» **Tasks to perform**
**1.** Answer these questions about the text on climate mobility:
(a) Which two slow on-set processes does the text name?
(b) Which city is cited as one that is already at the limit?
(c) By what year did past forecasts quantify tens of millions of people forced to move?
**2.** Count the lines of the listing that contain the string "every", and reply with that number alone.

» **Given text**
────────────────
26
May

CLIMATE MOBILITY AND MENTAL HEALTH CAUSES AND CHALLENGES

Climate change also has very different impacts on people’s lives depending on the latitude in which they live. Several hundred thousand people are forced to move temporarily or permanently because their usual places of residence are no longer liveable. 

The transformation of territories can be of two types. On the one hand, there are slow on-set processes such as desertification or coastal salification, i.e. transformations that have been taking place for decades and have gradually transformed ecosystems. On the other hand, there are sudden on-set processes such as floods, i.e. very rapid and very violent phenomena that are hardly predictable and destroy entire villages or crops in a matter of hours. 

Both phenomena give rise to or contribute to the uncontrolled movement of thousands of people. This mobility is fraught with consequences, and many factors need to be analysed in terms of both causes and consequences.

The causes

It is difficult to identify climate change as the only factor responsible for migration in a specific territory, especially if we are talking about a slow process such as desertification. Such situations are taking place today in various places in the world such as Sub-Saharan Africa and Central Asia. In these territories, human activities of food production become difficult, almost impossible. The impact on communities is devastating not only is food insecurity growing, but also unemployment and social tensions both within and outside communities. In these places, climate change acts as a threat multiplier, that is, it increases the elements of risk already endemically present. 

In other areas, where violent and sudden phenomena are now frequent, in Central America or Asia in the areas of Bangladesh and Pakistan, there are seasonal migrations of entire villages which, as the years go by and the phenomenon worsens, are increasingly turning into permanent migrations, which however end up overloading cities that are already at the limit (Dakha for example), exacerbating social problems that are already present. In this case, climate change acts as a stressor on latent factors that trigger emergencies.

The consequences

It is difficult to quantify the climate-related migrations that have taken place, and above all to make forecasts. Those made over the past decades, which were catastrophic, and which quantified the tens of millions of people who would be forced to move by 2050, have proven not to have had the desired effect; that is, that of drawing the attention of summits, forums and governments to the climate issue.
────────────────
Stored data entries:
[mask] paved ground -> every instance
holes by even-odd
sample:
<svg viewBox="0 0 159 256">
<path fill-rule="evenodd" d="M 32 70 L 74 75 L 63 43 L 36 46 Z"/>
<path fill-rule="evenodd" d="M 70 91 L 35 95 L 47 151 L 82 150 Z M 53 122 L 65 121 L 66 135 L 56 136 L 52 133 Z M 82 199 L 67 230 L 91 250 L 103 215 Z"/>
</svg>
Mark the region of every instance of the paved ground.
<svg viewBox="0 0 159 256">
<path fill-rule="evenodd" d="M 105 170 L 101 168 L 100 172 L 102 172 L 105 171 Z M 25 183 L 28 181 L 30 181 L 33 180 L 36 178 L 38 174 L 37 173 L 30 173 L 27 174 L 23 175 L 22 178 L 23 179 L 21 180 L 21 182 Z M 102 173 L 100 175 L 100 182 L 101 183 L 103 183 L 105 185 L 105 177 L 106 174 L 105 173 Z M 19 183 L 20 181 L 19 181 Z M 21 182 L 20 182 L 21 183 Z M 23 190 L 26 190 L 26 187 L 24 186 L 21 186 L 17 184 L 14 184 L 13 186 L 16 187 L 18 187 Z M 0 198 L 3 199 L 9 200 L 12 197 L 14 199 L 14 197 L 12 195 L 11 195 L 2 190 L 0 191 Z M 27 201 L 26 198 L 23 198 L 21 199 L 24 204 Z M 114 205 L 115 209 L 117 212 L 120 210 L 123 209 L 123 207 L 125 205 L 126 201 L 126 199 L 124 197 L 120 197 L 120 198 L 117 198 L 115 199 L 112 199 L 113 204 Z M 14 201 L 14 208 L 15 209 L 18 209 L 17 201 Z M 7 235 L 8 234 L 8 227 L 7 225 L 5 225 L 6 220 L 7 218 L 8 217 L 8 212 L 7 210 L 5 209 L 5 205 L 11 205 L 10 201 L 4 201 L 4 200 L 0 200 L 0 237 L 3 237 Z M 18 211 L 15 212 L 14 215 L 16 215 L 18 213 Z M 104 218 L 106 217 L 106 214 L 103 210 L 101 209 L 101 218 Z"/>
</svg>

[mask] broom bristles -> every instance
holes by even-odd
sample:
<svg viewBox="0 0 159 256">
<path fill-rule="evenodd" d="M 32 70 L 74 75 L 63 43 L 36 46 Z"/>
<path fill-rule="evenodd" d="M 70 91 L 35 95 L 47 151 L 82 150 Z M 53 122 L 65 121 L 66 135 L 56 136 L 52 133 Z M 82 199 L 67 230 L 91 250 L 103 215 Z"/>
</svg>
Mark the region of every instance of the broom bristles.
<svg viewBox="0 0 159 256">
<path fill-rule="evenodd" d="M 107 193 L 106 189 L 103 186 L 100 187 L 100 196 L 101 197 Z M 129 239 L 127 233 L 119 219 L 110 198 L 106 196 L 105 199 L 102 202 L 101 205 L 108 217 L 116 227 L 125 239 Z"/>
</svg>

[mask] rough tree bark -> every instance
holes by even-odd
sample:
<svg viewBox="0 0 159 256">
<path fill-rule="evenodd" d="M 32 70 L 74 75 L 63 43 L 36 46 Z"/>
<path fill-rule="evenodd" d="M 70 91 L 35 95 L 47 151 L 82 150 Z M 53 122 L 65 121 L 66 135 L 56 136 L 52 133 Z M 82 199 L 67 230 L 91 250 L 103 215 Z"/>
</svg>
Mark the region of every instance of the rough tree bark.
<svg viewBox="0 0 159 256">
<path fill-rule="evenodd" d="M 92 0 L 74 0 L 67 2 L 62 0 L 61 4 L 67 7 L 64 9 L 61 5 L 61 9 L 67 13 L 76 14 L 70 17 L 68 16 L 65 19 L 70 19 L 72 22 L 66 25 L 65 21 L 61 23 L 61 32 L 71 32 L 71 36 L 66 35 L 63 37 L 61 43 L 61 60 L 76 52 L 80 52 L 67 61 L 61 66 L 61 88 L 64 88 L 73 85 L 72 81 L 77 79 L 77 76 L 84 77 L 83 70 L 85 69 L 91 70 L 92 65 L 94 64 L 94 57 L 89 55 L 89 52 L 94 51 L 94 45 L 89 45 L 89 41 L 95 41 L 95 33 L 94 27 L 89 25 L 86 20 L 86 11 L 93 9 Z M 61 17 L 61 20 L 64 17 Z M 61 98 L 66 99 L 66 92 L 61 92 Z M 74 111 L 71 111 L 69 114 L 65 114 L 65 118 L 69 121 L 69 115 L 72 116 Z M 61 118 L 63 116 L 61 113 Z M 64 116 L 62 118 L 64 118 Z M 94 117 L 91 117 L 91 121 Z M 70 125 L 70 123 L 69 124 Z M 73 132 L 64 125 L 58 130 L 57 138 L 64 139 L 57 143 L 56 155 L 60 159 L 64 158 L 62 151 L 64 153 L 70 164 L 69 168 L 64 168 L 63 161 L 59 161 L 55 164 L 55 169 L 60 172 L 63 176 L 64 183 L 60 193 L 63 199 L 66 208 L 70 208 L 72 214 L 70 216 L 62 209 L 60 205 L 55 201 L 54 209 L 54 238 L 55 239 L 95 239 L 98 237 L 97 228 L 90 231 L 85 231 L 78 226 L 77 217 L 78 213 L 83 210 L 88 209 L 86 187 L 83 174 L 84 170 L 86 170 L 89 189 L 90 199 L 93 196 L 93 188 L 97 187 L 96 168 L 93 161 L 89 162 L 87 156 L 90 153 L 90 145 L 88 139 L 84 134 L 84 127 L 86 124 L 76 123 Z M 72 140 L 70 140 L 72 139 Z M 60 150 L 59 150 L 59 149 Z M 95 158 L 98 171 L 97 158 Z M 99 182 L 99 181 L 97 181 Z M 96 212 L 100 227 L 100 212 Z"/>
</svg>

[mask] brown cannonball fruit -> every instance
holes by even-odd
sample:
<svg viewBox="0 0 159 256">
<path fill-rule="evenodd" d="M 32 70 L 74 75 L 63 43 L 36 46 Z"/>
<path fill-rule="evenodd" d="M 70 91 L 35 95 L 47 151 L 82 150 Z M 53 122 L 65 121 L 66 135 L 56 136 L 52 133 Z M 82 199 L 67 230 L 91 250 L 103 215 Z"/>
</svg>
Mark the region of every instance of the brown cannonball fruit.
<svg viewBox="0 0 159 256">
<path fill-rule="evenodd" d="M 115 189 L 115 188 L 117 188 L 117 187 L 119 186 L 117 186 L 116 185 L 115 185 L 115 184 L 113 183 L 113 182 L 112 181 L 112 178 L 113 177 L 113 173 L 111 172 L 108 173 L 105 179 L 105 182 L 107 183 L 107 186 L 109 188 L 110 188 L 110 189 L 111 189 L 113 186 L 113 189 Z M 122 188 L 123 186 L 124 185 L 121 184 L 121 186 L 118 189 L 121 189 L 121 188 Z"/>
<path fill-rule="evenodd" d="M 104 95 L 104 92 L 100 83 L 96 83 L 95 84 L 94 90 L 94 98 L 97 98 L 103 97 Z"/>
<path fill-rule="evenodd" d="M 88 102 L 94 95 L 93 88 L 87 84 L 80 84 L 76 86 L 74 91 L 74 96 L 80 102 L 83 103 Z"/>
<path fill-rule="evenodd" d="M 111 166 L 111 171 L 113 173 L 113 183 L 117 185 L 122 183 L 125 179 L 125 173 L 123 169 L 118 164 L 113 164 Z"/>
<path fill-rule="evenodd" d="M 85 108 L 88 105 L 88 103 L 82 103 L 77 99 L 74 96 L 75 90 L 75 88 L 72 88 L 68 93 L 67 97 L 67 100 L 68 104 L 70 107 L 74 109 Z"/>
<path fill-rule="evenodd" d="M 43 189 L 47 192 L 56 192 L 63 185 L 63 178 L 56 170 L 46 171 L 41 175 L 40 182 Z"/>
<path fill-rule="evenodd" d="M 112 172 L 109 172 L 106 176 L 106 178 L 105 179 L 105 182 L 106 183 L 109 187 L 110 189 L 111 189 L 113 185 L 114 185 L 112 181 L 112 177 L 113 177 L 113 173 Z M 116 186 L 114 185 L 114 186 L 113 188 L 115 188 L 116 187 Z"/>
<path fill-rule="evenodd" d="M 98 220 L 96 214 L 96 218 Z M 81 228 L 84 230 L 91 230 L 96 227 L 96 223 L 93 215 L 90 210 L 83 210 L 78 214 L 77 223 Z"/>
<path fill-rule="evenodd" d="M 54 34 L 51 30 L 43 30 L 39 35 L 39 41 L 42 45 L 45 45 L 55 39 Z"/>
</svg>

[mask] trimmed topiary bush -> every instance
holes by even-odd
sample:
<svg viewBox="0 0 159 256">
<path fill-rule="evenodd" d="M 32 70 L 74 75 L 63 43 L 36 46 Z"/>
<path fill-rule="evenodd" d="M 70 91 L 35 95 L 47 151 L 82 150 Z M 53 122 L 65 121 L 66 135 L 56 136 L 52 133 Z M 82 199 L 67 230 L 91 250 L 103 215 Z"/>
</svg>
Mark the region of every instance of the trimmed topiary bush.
────────────────
» **Answers per task**
**1.**
(a) Desertification and coastal salification.
(b) Dakha.
(c) 2050.

**2.** 10